-- EXERCÍCIO CURTO 1 --
Indique se cada afirmação abaixo está de acordo com o texto sobre Milei e a imprensa, respondendo sim ou não e citando as palavras exatas do texto que decidem. (a) Neste ano, Milei denunciou oito jornalistas. (b) A Justiça já descartou todas as reclamações apresentadas por Milei. (c) A investigação do La Nación contou 410 ataques à imprensa no primeiro ano da presidência de Milei.
-- EXERCÍCIO CURTO 2 --
Escreva a continuação do texto sobre Milei e a imprensa a partir da última frase.

-- TEXTO CITADO --
************
No decorrer deste ano, o
presidente argentino denunciou oito jornalistas por ‘calúnia e injúria’; duas
das reclamações já foram descartadas pela Justiça
Denúncias criminais e uma
tempestade de insultos sob o lema “não odiamos suficientemente os jornalistas”:
a hostilidade do presidente argentino Javier Milei em
relação a boa parte da imprensa cresce nos primórdios de uma nova campanha
eleitoral. “Merda”, “lixo humano”, “mandris” e “prostitutas dos políticos” são
alguns dos insultos que Milei dedicou nas últimas semanas a jornalistas em
discursos, entrevistas e nas suas redes sociais, onde foram amplificados por
seus seguidores.
No decorrer deste ano, Milei
denunciou oito jornalistas por “calúnia e injúria”. Duas das reclamações já
foram descartadas pela Justiça. Uma investigação do jornal La Nación
contabilizou 410 ataques à imprensa em discursos e entrevistas durante o
primeiro ano da presidência de Milei, com mais de 60 comunicadores mencionados
pelo nome.
************
-- LINHAS DE DADOS --
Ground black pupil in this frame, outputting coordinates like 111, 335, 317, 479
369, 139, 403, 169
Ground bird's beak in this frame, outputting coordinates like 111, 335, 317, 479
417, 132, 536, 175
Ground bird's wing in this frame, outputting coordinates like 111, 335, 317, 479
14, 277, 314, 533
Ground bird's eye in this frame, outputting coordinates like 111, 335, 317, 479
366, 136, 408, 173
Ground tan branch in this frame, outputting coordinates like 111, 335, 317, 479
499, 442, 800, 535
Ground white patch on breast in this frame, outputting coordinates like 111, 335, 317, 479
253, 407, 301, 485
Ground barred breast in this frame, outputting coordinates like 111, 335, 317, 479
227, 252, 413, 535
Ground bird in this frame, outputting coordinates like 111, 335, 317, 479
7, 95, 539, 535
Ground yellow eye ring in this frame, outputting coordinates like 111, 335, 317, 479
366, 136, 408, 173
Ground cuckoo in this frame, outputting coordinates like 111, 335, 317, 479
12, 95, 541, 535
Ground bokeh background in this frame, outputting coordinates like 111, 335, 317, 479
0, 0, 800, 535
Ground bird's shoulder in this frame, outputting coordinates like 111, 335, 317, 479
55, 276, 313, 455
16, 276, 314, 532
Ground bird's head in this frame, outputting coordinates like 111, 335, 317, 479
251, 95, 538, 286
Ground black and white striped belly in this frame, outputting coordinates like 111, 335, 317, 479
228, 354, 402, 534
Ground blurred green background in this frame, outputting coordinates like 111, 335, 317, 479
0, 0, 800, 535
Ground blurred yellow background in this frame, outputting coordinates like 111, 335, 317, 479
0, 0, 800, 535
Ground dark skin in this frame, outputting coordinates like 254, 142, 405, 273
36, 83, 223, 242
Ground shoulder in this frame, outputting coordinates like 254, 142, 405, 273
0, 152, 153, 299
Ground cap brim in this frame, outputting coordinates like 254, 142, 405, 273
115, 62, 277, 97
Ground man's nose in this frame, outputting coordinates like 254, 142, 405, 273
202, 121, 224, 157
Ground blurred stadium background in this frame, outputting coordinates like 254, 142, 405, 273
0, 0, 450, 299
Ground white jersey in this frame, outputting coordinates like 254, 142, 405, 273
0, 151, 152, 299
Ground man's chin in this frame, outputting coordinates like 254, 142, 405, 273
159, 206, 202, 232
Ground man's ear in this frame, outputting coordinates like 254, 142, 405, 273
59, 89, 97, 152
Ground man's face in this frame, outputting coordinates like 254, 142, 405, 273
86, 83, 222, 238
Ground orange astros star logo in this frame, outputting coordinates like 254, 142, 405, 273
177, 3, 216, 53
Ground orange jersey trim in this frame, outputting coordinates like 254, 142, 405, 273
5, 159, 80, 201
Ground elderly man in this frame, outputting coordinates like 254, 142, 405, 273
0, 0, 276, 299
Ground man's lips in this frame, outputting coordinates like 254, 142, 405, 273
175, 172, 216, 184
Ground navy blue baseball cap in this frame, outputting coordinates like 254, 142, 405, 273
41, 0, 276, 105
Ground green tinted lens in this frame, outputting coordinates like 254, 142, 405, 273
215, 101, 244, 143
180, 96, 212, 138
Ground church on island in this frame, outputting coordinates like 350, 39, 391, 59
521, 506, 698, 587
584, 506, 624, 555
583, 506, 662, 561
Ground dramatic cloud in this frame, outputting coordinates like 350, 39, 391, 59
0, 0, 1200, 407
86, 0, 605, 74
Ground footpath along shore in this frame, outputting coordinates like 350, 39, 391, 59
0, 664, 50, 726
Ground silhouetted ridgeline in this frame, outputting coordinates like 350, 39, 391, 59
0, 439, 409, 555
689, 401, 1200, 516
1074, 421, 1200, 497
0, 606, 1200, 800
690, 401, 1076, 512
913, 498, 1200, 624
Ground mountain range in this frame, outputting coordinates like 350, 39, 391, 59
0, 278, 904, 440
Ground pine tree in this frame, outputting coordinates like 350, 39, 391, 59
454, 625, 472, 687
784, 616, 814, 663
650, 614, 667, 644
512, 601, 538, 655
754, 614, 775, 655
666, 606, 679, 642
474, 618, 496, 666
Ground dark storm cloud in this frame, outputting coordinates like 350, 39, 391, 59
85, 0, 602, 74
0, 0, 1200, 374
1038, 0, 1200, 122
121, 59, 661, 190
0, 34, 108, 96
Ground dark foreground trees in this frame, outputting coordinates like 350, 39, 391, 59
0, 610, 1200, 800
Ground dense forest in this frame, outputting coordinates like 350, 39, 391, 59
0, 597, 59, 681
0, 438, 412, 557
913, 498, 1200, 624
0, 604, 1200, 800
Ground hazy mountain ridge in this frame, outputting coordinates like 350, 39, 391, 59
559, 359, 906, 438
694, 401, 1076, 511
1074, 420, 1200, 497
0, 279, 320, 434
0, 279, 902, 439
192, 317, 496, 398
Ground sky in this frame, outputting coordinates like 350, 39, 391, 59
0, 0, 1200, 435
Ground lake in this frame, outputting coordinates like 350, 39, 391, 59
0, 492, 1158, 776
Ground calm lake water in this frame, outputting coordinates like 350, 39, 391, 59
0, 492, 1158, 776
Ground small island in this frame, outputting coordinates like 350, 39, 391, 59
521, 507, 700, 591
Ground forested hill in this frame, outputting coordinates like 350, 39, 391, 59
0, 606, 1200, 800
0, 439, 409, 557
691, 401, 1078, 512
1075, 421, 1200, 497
************
-- RESULTADO DA TAREFA 1 --
(a) Sim: "denunciou oito jornalistas"
(b) Não: "Duas das reclamações já foram descartadas pela Justiça"
(c) Sim: "contabilizou 410 ataques à imprensa em discursos e entrevistas durante o primeiro ano da presidência de Milei"

-- RESULTADO DA TAREFA 2 --
O presidente afirma que é “ação e
reação”: “Aquilo que eu critico é muito sistemático, eles não são jornalistas,
são mentirosos”, sustentou em uma entrevista de rádio. “Toda essa merda de
jornalistas me chamaram de incestuoso, zoofílico, homofóbico, nazista”, afirmou
no canal de streaming Neura: “Depois vem o troco e eles não aguentam”.
‘Dominar a agenda’
Milei repete em suas redes
sociais há meses o lema “Não odiamos suficientemente os jornalistas” resumido
na sigla “NOLSALP”. O cientista político Gustavo Marangoni considera que a
disputa com o jornalismo “é um tema central” para um governo que “definiu que a
batalha cultural, como chama a questão narrativa, está no centro da cena”.
Para o jornalista Hugo Alconada
Mon, do jornal historicamente liberal La Nación, os ataques do presidente
concentram-se “naqueles que podem afetar ou complicar a visão dos cidadãos que,
em certas circunstâncias, poderiam votar em Milei”. Shila Vilker, diretora da
consultoria Trespuntozero, opinou que “nesses casos se neutraliza o centro,
aumenta a polarização e fica claro o recado: não há lugar para os moderados”.
Alconada Mon afirmou ter sido
alvo de tentativas de hacking informático após revelar em maio um “plano de
inteligência” estatal que, segundo explicou, abriria a porta para a vigilância
de jornalistas e outros atores suspeitos de “erodir a confiança” no governo. A
presidência confirmou a existência do plano, mas negou tais intenções.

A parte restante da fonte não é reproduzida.